Tidak kalah populer ialah Qasidah al-Burdah, untaian puisi-puisi pujian kepada Nabi Muhammad s.a.w. karya Syekh al-Busiri, penyair sufi Mesir abad ke-13 M. Kasidah ini biasa dinyanyikan pada perayaan Maulid Nabi. Dalam Tuhfat al-Mujahidin, kitab sejarah karangan Zainuddin al-Ma`bari abad ke15 dikatakan bahwa dakwah Islam berjalan efektif melalui penuturan kisah Nabi dan sajak-sajak pujian yang dinyanyikan dalam perayaan Maulid (Ismail Hamid 1983:27). Tetapi disayangkan naskah-naskah yang ditulis pada masa awal hampir tidak ditemukan lagi. Yang dijumpai, sebagian besar adalah salinan abad ke-16 dan 17 M, khususnya yang ditulis di Aceh Yang jelas pada zaman Islam memainkan peranan penting bukan hanya sebagai media penyebaran gagasan keagamaan, tetapi juga penyebaran gagasan intelektual dan keilmuan.

Zaman Peralihan

Taufik Abdullah (2002) membagi sejarah pemikiran Islam di Nusantara dari abad ke-13 hingga pertengahan abad ke-19 M ke dalam tiga gelombang. Gelombang Pertama adalah gelombang diletakkannya dasar-dasar kosmopolitanisme Islam, yaitu sikap budaya yang menjadikan diri sebagai bagian dari masyarakat kosmopolitan dengan referensi kebudayaan Islam. Gelombang ini terjadi sebelum dan setelah munculnya kerajaan Samudra Pasai hingga akhir abad ke-14 M.

Dalam Gelombang Kedua terjadi proses islamisasi kebudayaan dan realitas secara besar-besaran. Islam dipakai sebagai cermin untuk melihat dan memahami realitas. Pusaka lama dari zaman pra-Islam, yang Syamanistik, Hinduistik dan Buddhistik ditransformasikan ke dalam situasi pemikiran Islam dan tidak jarang dipahami sebagai sesuatu yang islami dari sudut pandang doktrin. Gelombang ini terjadi bersamaan dengan munculnya kesultanan Malaka (1400-1511) dan Aceh Darussalam (1516-1700). Dalam Gelombang Ketiga, ketika pusat-pusat kekuasaan Islam di Nusantara mulai tersebar hampir seluruh kepulauan Nusantara, pusat-pusat kekuasaan ini ‘seolah-olah’ berlomba-lomba melahirkan para ulama besar. Dalam gelombang inilah proses ortodoksi Islam mengalami masa puncaknya. Ini terjadi pada abad ke-18 – 19 M.

++++++++++++++++++++

■ Tantangan:
a. Sebutkan semua kerajaan dan kesultanan yang disebut dalam teks tentang sejarah pemikiran Islam di Nusantara.
b. Menurut teks tentang sejarah pemikiran Islam di Nusantara, pada abad berapa Gelombang Ketiga terjadi?

++++++++++++++++++++

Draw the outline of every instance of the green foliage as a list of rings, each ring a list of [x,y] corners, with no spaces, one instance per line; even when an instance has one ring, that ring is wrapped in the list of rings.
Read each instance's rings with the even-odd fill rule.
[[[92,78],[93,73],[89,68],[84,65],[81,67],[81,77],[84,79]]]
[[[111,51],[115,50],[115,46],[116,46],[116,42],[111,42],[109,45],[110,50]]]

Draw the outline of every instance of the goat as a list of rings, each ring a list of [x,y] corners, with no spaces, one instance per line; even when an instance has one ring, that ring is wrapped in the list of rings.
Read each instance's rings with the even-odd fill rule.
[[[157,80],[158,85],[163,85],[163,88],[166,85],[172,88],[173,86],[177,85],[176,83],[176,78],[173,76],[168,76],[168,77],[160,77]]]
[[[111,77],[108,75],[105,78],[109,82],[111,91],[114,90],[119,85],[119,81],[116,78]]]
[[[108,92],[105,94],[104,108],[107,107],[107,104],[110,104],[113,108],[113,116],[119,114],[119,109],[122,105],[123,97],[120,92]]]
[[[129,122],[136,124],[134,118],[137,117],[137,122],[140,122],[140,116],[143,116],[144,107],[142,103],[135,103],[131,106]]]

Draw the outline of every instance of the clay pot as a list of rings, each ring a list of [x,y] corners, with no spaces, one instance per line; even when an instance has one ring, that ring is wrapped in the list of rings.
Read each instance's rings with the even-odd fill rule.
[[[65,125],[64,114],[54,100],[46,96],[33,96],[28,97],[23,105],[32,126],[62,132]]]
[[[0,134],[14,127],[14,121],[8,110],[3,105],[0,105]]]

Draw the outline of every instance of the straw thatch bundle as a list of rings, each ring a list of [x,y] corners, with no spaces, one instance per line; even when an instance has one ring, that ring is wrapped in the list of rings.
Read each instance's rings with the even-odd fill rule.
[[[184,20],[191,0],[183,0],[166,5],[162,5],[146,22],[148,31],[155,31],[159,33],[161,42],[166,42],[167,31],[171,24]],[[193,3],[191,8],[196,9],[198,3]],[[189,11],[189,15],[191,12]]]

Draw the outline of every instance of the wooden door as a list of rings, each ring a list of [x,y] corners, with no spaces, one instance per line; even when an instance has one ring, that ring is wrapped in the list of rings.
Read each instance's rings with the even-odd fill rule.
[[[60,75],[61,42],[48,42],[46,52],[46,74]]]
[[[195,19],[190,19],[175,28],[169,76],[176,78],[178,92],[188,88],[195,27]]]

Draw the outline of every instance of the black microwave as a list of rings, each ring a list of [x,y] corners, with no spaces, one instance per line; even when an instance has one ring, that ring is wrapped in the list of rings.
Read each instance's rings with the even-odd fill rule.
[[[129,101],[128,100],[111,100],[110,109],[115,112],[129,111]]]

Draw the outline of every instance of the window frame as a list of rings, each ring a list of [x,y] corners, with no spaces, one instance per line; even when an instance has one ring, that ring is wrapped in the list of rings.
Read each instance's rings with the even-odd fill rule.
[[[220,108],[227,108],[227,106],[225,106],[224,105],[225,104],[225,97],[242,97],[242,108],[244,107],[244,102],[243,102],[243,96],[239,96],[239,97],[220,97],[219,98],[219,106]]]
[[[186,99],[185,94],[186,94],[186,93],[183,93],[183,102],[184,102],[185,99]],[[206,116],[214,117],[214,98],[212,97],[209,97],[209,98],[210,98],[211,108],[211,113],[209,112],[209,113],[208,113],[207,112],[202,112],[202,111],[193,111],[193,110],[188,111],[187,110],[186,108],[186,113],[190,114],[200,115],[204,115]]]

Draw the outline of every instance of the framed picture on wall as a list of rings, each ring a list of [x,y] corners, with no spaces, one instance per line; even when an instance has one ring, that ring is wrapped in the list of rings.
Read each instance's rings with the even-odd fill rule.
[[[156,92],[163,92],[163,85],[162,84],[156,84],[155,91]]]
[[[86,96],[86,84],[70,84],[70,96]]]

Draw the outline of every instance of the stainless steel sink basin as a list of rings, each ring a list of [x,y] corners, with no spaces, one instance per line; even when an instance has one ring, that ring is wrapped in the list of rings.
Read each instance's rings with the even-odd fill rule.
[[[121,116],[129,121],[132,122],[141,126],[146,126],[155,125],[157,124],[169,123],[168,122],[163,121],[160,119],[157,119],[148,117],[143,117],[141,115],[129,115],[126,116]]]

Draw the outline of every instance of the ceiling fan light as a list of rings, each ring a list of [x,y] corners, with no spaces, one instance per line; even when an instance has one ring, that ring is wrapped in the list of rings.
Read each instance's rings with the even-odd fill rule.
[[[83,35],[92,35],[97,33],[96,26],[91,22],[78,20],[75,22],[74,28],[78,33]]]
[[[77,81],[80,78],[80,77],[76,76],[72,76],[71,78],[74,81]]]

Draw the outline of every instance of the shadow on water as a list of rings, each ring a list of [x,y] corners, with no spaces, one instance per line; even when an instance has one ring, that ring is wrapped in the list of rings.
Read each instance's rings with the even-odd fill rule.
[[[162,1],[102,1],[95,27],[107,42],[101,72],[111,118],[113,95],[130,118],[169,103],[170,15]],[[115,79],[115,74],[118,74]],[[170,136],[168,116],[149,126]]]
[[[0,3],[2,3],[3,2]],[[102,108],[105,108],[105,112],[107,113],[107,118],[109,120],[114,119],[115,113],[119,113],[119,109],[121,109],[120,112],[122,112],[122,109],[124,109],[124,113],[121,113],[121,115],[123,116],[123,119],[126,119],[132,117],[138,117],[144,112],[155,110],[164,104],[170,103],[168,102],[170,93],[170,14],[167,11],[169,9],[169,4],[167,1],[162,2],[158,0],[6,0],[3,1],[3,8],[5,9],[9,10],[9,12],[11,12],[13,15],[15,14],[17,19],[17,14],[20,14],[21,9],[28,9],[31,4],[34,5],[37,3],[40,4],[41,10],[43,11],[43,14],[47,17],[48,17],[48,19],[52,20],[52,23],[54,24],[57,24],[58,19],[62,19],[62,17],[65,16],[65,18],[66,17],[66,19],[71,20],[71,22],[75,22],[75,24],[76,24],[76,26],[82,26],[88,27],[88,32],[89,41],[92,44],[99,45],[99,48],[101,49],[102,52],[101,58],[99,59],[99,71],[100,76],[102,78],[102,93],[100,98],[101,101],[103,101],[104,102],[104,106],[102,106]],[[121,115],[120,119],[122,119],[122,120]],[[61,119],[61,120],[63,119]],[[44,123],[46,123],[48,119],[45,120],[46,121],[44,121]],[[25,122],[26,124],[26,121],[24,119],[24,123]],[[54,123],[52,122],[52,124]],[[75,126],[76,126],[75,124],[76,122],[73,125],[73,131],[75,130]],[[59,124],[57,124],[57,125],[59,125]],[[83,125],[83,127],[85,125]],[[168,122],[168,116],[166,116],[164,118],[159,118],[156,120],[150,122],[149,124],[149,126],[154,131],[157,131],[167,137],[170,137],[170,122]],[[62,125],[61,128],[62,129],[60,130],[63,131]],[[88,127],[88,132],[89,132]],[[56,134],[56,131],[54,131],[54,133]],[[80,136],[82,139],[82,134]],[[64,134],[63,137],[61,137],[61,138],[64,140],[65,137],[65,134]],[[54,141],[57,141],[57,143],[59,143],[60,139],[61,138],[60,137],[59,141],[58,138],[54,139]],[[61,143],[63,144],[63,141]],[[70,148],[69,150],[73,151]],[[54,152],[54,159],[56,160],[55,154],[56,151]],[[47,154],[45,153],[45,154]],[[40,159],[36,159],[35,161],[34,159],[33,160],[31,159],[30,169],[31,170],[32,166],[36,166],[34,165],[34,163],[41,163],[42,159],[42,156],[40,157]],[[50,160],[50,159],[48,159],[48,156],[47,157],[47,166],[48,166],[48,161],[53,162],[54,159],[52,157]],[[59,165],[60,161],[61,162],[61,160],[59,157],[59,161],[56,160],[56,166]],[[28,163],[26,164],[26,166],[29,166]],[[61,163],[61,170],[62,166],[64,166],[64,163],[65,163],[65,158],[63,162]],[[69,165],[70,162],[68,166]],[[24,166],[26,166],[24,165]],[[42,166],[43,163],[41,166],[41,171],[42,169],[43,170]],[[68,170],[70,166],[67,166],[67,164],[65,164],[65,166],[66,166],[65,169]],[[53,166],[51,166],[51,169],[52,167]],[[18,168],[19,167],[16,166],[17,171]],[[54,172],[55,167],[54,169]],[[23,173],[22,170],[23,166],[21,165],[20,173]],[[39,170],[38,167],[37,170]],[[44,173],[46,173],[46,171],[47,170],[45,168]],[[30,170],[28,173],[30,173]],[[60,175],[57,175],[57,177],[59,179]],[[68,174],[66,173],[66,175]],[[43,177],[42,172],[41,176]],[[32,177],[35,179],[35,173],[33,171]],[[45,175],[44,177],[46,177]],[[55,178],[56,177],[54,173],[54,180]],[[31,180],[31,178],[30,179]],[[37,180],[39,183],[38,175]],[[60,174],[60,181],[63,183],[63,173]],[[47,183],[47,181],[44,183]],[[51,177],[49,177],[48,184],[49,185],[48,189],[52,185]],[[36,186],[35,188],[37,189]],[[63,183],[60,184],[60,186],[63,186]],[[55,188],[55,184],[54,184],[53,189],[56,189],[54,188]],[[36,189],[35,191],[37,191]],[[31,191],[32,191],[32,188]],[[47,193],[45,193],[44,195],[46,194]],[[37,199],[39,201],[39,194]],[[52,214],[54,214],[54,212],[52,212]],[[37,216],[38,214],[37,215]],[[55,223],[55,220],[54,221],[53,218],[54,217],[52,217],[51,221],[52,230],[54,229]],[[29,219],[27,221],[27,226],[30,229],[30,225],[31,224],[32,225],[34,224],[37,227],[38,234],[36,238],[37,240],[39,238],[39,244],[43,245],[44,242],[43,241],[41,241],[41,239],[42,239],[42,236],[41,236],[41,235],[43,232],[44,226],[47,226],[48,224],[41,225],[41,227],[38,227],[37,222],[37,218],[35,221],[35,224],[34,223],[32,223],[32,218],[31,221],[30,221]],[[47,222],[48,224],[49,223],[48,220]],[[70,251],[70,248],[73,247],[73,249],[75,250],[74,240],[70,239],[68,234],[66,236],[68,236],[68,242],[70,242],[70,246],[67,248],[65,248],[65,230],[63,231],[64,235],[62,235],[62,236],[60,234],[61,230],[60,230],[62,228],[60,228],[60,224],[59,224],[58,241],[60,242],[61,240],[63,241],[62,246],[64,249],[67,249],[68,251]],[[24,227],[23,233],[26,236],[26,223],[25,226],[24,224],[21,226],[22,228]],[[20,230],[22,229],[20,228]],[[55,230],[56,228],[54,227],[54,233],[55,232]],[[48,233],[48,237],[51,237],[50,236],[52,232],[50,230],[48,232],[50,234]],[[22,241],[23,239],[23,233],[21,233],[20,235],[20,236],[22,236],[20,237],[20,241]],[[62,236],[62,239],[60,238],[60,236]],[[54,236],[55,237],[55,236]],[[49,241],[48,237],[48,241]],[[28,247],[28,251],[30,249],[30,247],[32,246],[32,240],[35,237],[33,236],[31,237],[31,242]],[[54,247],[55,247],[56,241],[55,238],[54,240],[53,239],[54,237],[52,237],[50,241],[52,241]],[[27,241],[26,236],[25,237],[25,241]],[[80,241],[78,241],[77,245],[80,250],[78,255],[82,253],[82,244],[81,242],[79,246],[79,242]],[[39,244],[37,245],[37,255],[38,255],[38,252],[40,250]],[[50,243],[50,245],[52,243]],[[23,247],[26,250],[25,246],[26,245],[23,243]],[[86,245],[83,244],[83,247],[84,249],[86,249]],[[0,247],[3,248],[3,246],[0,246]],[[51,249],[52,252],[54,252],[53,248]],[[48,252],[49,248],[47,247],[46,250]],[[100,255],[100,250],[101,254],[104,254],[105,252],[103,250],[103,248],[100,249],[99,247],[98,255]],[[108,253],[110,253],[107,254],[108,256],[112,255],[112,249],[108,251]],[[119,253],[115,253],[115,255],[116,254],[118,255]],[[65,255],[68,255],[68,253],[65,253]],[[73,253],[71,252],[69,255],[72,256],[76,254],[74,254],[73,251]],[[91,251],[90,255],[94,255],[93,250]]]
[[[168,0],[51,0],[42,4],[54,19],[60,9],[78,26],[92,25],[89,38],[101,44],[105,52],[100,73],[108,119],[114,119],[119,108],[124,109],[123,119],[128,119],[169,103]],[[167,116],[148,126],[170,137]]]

++++++++++++++++++++

■ Hasil Latihan:
a. Samudra Pasai, Malaka, dan Aceh Darussalam.

b. Gelombang Ketiga terjadi pada abad ke-18 – 19 M.